Abstract
Family physicians are the most common health professional providing rural OB care, but the number of family physicians practicing obstetrics is declining. To address parental and child health disparities in rural communities, family medicine must provide robust obstetric training to prepare family doctors to care for parent-newborn dyads in rural communities, and this mixed methods study aims to inform this commitment.
We surveyed 115 rural family medicine residency programs and conducted semi-structured interviews with ten rural family medicine residencies. All included rural programs provide at least 50% of their training in a rural location according to at least two federal definitions of rural. We calculated descriptive statistics and frequencies of survey responses. Through an iterative process, two authors conducted a directed content analysis of free-text survey responses and interviews. The survey yielded 59 responses (51.3%) with no significant difference between responders and non-responders across geography and program type. Most but not all programs (85.5%) trained residents to provide comprehensive prenatal and postpartum care. Continuity clinic sites were predominantly rural (at least 74.5%) and OB training was largely rural in PGY2 and PGY3 years. In designating barriers, almost half of programs listed “competition with other OB providers” (49.1%) and “shortage of family medicine faculty providing OB care” (47.3%) as major challenges. Programs listing challenges in one category more frequently acknowledged challenges within the same category and across other categories. In qualitative responses, common themes centered around faculty interest and skill, community and hospital support, volume, and relationships. To improve rural OB training, our findings support prioritizing relationships between family medicine and other OB clinicians, sustaining family medicine OB faculty, and developing creative solutions to address mismatches between volume and skill.
- © 2023 Annals of Family Medicine, Inc.

Entries shown:

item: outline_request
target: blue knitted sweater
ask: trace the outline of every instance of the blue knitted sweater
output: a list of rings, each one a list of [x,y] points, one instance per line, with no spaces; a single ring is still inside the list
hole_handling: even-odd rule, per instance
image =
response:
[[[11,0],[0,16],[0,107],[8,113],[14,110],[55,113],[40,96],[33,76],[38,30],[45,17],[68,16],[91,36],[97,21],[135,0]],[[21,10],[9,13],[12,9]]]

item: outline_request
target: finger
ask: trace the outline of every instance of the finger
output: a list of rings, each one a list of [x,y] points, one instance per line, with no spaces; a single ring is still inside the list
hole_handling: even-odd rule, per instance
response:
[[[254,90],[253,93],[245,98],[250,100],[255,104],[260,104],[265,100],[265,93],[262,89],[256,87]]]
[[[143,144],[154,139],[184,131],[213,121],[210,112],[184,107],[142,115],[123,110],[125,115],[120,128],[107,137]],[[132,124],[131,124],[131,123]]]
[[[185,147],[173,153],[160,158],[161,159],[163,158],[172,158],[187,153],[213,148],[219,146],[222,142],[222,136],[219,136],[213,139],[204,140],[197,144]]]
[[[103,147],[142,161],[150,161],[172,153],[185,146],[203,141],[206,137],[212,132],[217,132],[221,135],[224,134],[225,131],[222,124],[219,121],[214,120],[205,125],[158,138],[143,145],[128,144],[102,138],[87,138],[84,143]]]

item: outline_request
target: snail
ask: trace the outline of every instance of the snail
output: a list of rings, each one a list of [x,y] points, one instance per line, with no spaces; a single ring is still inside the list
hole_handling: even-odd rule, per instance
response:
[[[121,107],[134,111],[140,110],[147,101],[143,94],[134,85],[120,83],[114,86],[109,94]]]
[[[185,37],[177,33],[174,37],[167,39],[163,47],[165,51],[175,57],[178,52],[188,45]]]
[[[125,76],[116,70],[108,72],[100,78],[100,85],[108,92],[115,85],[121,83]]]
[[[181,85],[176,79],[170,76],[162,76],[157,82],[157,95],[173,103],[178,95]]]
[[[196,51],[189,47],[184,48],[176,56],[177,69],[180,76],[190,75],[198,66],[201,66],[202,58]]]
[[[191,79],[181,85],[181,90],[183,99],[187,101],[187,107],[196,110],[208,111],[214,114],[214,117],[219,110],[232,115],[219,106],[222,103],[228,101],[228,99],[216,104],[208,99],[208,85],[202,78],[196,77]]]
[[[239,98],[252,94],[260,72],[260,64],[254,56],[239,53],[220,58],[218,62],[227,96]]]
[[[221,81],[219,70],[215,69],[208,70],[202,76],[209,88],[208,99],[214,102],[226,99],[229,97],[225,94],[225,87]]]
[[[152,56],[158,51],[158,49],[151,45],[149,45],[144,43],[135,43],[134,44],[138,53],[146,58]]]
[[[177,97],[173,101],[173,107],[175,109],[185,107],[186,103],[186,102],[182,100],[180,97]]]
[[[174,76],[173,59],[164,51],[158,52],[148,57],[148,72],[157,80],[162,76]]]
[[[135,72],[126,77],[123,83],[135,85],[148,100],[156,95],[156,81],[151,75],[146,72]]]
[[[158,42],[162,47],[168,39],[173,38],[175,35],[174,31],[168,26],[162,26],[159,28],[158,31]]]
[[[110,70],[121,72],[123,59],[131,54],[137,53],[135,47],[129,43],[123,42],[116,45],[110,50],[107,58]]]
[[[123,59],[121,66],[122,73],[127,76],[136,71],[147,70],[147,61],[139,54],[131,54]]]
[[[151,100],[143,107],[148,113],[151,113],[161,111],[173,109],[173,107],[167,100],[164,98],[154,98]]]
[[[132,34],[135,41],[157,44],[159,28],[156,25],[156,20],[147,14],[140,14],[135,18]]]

Your instructions:
Decide whether each statement below agrees with the abstract, and support each yes or no with the deciding words quoted from the abstract.
1. The survey received 59 responses.
2. Every responding program trained residents to provide comprehensive prenatal and postpartum care.
3. Semi-structured interviews were held with ten rural family medicine residencies.

Response area:
1. Yes: "The survey yielded 59 responses (51.3%)"
2. No: "Most but not all programs (85.5%) trained residents to provide comprehensive prenatal and postpartum care."
3. Yes: "conducted semi-structured interviews with ten rural family medicine residencies"